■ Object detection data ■
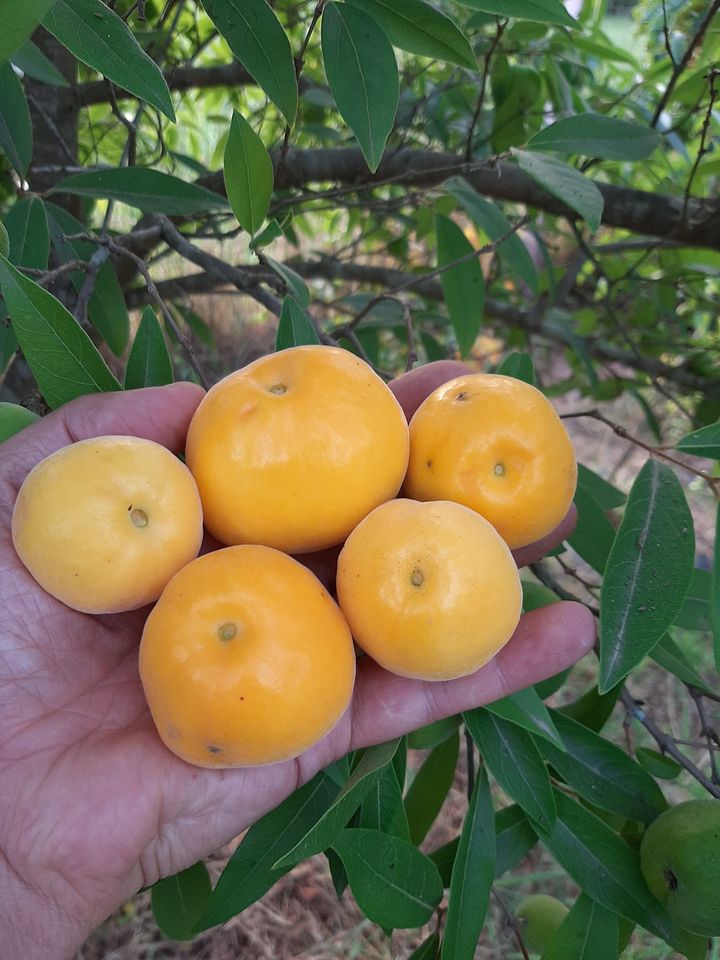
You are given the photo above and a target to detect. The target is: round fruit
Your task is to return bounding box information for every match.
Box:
[640,798,720,937]
[140,545,355,767]
[337,500,522,680]
[187,346,409,553]
[12,437,202,613]
[515,893,569,953]
[404,373,577,549]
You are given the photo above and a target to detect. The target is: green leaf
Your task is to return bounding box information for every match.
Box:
[125,307,173,390]
[405,730,460,844]
[275,297,320,350]
[349,0,477,70]
[495,353,536,384]
[51,167,227,216]
[485,687,564,750]
[512,148,604,231]
[333,828,443,929]
[567,484,615,573]
[0,0,55,63]
[0,257,120,407]
[5,197,50,270]
[598,460,695,693]
[458,0,579,27]
[435,214,485,356]
[0,402,40,443]
[195,773,340,933]
[464,708,556,828]
[528,113,661,160]
[150,863,212,940]
[322,3,400,173]
[224,112,274,234]
[43,0,175,122]
[273,740,400,870]
[203,0,298,126]
[538,710,667,823]
[442,770,495,960]
[541,790,697,951]
[0,63,33,177]
[541,893,620,960]
[676,422,720,460]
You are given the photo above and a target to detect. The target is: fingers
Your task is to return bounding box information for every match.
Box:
[351,603,595,750]
[2,383,204,487]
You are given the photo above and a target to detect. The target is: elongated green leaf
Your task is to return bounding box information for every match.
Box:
[43,0,175,121]
[405,730,460,843]
[273,740,399,870]
[464,708,556,828]
[322,3,400,173]
[5,197,50,270]
[541,791,699,952]
[458,0,579,27]
[125,307,173,390]
[512,149,604,230]
[542,893,620,960]
[333,828,443,929]
[224,113,274,234]
[195,773,340,933]
[442,770,495,960]
[0,63,33,176]
[538,710,667,823]
[349,0,477,70]
[435,214,485,356]
[528,113,661,160]
[598,460,695,693]
[203,0,298,126]
[445,177,539,292]
[151,863,212,940]
[52,167,227,216]
[677,422,720,460]
[0,257,120,407]
[0,0,55,63]
[484,687,565,750]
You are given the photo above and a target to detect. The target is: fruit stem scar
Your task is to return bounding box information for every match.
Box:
[130,507,148,527]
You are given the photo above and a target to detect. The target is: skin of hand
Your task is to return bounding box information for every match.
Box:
[0,361,595,960]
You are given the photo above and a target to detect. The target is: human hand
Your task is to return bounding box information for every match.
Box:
[0,374,594,960]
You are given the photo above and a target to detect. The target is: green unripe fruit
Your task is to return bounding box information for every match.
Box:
[640,798,720,937]
[515,893,568,953]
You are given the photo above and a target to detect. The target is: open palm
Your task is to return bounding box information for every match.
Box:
[0,376,594,960]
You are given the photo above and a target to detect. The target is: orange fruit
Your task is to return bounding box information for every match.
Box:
[404,373,577,549]
[12,436,203,613]
[186,346,409,553]
[140,545,355,767]
[337,499,522,680]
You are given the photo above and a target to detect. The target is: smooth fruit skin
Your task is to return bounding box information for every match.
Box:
[515,893,570,953]
[187,346,409,553]
[640,798,720,937]
[140,545,355,767]
[404,373,577,550]
[12,436,203,614]
[337,499,522,680]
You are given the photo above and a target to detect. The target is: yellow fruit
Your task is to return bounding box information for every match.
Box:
[12,437,202,613]
[404,373,577,549]
[187,346,408,553]
[140,545,355,767]
[337,500,522,680]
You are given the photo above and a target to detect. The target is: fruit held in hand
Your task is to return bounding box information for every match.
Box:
[140,545,355,767]
[404,373,577,549]
[515,893,569,953]
[12,436,202,613]
[640,798,720,937]
[186,346,409,553]
[337,500,522,680]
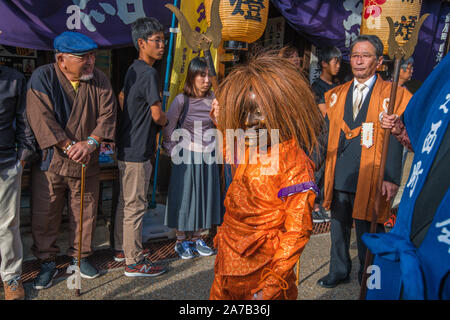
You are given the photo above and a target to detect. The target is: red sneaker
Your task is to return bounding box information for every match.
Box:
[124,258,167,277]
[384,214,397,228]
[114,248,150,262]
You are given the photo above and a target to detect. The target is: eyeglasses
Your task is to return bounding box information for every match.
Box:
[350,53,375,60]
[147,39,167,46]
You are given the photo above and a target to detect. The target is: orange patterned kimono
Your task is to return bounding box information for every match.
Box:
[210,140,318,300]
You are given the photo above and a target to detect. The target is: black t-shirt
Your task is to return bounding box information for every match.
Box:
[311,78,337,104]
[117,60,161,162]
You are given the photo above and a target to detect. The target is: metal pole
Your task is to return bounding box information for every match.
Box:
[149,0,178,209]
[75,164,86,297]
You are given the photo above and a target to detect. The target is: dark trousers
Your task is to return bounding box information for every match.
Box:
[329,190,384,282]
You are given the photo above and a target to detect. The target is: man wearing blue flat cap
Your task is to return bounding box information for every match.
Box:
[27,32,117,289]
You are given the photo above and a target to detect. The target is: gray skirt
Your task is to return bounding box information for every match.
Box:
[165,149,223,231]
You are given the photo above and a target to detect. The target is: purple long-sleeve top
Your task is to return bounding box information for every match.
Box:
[162,92,216,154]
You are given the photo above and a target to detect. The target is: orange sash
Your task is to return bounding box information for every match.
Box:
[323,76,412,223]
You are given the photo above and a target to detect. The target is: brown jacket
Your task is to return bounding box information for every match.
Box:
[27,63,117,177]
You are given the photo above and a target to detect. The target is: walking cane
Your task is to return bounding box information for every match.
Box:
[359,13,429,300]
[76,164,86,297]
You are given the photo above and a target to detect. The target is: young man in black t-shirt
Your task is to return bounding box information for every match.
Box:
[114,18,167,277]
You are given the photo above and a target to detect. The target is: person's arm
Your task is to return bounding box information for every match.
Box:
[26,75,71,154]
[67,75,117,163]
[380,112,414,151]
[162,95,184,156]
[15,77,37,167]
[140,68,167,127]
[150,101,167,127]
[117,90,125,111]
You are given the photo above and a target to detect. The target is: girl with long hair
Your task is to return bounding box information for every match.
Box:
[163,57,222,259]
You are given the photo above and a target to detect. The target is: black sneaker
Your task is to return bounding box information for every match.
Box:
[33,261,58,290]
[72,258,100,279]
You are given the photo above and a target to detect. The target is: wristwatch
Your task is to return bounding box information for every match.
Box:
[87,139,97,149]
[87,136,100,149]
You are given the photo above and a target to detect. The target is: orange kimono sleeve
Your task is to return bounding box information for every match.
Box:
[252,151,318,300]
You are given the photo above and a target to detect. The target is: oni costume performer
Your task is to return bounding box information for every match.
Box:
[363,55,450,300]
[210,140,318,300]
[323,75,411,283]
[27,32,117,261]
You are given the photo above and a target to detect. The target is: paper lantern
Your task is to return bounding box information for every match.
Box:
[205,0,269,43]
[361,0,422,55]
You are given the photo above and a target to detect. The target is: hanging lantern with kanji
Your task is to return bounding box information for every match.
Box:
[205,0,269,47]
[361,0,422,55]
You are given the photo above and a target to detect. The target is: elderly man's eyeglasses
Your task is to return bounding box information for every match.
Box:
[350,53,375,60]
[66,51,96,61]
[147,39,167,46]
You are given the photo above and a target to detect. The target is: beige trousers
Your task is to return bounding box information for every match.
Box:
[114,160,152,264]
[0,161,23,281]
[31,165,100,260]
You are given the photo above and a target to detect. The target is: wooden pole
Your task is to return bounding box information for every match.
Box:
[359,58,401,300]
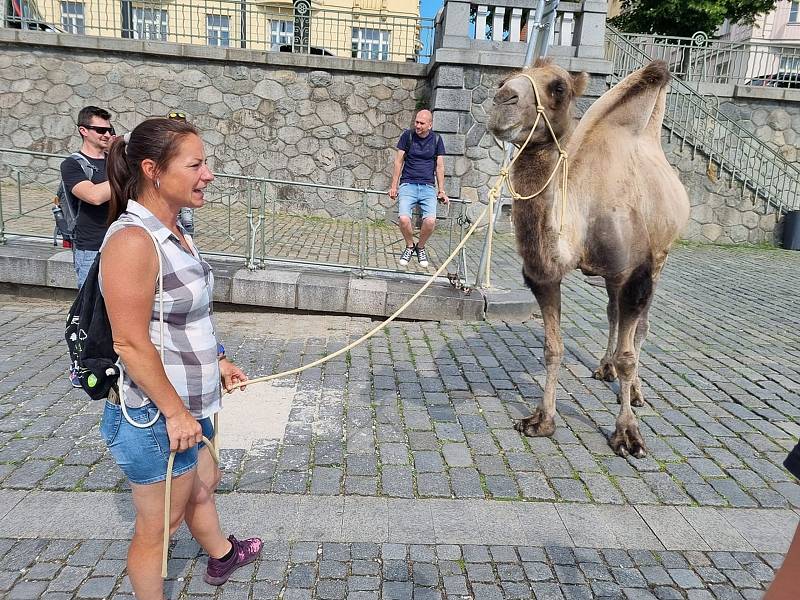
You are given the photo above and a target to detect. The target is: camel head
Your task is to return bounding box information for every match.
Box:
[489,59,589,146]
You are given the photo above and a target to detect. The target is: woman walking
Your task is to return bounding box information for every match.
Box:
[100,119,262,600]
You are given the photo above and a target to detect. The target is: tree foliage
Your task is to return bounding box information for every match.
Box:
[611,0,777,37]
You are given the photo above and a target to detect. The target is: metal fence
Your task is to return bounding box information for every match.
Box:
[606,28,800,212]
[2,0,433,62]
[615,32,800,88]
[0,148,479,282]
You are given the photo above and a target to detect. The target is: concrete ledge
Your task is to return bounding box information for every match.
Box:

■ Problem ■
Repeat exactly the lines from the one containing "is: paper lantern" to the last line of the records above, including both, and leave out any pictures.

■ Solution to this exercise ■
You are given the photo above and a target to detect. The target is: paper lantern
Your task is to return bounding box information for every match.
Box:
[205,0,269,43]
[361,0,422,55]
You are given the photo above and a target to detect. The target is: hanging lantern with kanji
Your task is to return bounding box information for every match.
Box:
[205,0,269,47]
[361,0,422,55]
You are given the photo above and a target to detect. The target is: elderly man's eyeglasses
Your task is to return bounding box information for every match.
Box:
[350,53,375,60]
[66,51,96,61]
[147,39,167,46]
You are given the photo above and a target to detect. The target is: beige trousers
Your task is to return bounding box information for every match.
Box:
[114,160,152,264]
[0,161,23,281]
[31,165,100,260]
You are given the photo above and a target to detect. The target is: wooden pole
Your task is to return bounding box information for every match.
Box:
[359,58,401,300]
You are given the photo above and a target to detect. The target is: camel head
Your task is to return bounding box information for every match.
Box:
[489,59,589,146]
You are given the photo above and a target to detect. The target is: woman walking
Your task is to return bounding box information for every match.
Box:
[100,119,262,600]
You are given the photo above and a target to detect. The target is: tree foliage
Your task is to return bounding box information for every match.
Box:
[611,0,777,37]
You are given the photo above and a target to detect. The target is: metal fence
Your task is to return bounding box information for every match.
Box:
[606,28,800,212]
[2,0,433,62]
[615,32,800,88]
[0,148,479,282]
You are given the photo above and a target to detect. The target is: concrete ledge
Your task is to return bounding box information for every match.
Box:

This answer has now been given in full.